- _Work to do_
Show each line of the entries below that contains the word "small" and copy it in full.

- _Material for this exercise_

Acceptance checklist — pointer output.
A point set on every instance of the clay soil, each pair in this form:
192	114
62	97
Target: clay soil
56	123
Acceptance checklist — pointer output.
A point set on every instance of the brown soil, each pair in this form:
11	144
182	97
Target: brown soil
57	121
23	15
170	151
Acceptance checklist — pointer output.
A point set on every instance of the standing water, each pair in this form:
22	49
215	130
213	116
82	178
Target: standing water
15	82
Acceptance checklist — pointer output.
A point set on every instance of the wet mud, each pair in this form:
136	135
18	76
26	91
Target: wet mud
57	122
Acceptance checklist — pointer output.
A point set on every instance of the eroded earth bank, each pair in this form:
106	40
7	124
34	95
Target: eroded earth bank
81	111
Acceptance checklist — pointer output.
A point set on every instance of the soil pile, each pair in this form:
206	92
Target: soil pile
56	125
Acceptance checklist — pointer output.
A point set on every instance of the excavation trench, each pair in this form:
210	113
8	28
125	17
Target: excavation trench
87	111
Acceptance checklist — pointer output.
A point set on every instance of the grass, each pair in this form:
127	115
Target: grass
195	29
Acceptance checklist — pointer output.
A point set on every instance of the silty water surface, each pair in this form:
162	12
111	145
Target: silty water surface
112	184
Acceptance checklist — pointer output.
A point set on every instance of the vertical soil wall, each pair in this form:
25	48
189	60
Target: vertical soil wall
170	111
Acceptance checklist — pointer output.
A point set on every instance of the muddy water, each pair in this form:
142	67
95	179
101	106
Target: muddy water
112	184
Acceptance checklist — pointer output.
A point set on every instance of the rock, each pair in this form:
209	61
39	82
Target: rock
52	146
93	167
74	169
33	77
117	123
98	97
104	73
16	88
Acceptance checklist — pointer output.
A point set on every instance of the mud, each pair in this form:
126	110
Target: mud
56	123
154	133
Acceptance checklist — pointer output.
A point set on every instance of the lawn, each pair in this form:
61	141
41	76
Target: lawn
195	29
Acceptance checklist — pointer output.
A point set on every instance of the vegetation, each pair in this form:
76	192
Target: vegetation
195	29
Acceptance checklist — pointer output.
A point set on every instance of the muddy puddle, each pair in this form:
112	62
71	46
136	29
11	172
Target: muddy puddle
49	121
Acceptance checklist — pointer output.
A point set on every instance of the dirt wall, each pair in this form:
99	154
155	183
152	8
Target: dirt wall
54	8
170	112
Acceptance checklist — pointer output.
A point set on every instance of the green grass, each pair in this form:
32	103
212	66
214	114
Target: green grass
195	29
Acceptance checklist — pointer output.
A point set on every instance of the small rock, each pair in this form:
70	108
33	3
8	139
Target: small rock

- _Reply_
A point set on every instance of the small rock, each pair in this form:
Target: small rock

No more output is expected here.